## Selected excerpt
───
2.      The divine decree is eternal: “Known unto God are all his works from the beginning” (Acts 15:18); “the kingdom was prepared from the foundation of the world” (Matt. 25:34); “he has chosen us in him before the foundation of the world” (Eph. 1:4); “God has from the beginning chosen you to salvation” (2 Thess. 2:13; 2 Tim. 1:9; 1 Cor. 2:7); “the Lamb was slain from the foundation of the world” (Rev. 13:8); Christ as a sacrifice “was foreordained before the foundation of the world” (1 Pet. 1:20). This characteristic has been defined in what has been said under attributes respecting the simultaneousness and successionlessness of the eternal, as distinguished from the gradations and sequences of the temporal.
───
## Recorded data

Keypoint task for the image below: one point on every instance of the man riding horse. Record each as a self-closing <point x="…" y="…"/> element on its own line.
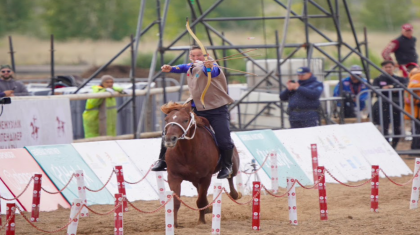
<point x="203" y="74"/>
───
## Required tasks
**a.** In the passage on the divine decree, which verse is cited for the statement that the Lamb was slain from the foundation of the world?
**b.** Reproduce the passage on the divine decree word for word from "2.      The divine" to "of the temporal.".

## Completed exercise
**a.** Rev. 13:8

**b.**
2.      The divine decree is eternal: “Known unto God are all his works from the beginning” (Acts 15:18); “the kingdom was prepared from the foundation of the world” (Matt. 25:34); “he has chosen us in him before the foundation of the world” (Eph. 1:4); “God has from the beginning chosen you to salvation” (2 Thess. 2:13; 2 Tim. 1:9; 1 Cor. 2:7); “the Lamb was slain from the foundation of the world” (Rev. 13:8); Christ as a sacrifice “was foreordained before the foundation of the world” (1 Pet. 1:20). This characteristic has been defined in what has been said under attributes respecting the simultaneousness and successionlessness of the eternal, as distinguished from the gradations and sequences of the temporal.